_Istruzioni dell'esercizio_: Puoi mettere in un elenco numerato le righe dei dati qui sotto, dalla prima fino alla riga che contiene "xmin=10 ymin=44 xmax=31 ymax=50" inclusa, senza riportare le righe vuote?

┏━━

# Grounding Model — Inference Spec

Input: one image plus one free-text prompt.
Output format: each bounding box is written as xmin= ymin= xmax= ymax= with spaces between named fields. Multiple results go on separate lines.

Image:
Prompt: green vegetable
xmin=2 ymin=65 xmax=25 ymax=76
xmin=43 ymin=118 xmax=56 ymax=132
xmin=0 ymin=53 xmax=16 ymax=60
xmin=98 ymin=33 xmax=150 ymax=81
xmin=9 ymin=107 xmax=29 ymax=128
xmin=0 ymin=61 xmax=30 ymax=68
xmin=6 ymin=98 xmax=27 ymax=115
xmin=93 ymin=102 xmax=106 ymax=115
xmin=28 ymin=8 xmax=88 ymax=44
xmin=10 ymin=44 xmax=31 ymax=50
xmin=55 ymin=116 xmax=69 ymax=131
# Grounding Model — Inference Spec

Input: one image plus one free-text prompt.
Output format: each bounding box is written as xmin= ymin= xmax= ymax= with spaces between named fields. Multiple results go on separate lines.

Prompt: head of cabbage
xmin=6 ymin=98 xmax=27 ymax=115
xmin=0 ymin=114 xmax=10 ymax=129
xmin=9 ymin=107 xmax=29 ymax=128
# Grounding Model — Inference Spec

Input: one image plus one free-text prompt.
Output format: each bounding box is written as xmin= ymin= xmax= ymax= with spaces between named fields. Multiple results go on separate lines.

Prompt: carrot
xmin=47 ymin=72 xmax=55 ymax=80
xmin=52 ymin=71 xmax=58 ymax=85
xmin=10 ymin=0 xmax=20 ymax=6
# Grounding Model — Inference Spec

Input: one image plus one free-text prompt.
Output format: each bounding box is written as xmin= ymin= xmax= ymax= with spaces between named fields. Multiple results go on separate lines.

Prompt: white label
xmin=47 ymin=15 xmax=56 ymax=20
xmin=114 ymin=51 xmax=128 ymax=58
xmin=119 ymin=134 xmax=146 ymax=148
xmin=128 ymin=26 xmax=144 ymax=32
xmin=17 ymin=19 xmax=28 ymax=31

┗━━

_Risultato dell'esercizio_:
1. # Grounding Model — Inference Spec
2. Input: one image plus one free-text prompt.
3. Output format: each bounding box is written as xmin= ymin= xmax= ymax= with spaces between named fields. Multiple results go on separate lines.
4. Image:
5. Prompt: green vegetable
6. xmin=2 ymin=65 xmax=25 ymax=76
7. xmin=43 ymin=118 xmax=56 ymax=132
8. xmin=0 ymin=53 xmax=16 ymax=60
9. xmin=98 ymin=33 xmax=150 ymax=81
10. xmin=9 ymin=107 xmax=29 ymax=128
11. xmin=0 ymin=61 xmax=30 ymax=68
12. xmin=6 ymin=98 xmax=27 ymax=115
13. xmin=93 ymin=102 xmax=106 ymax=115
14. xmin=28 ymin=8 xmax=88 ymax=44
15. xmin=10 ymin=44 xmax=31 ymax=50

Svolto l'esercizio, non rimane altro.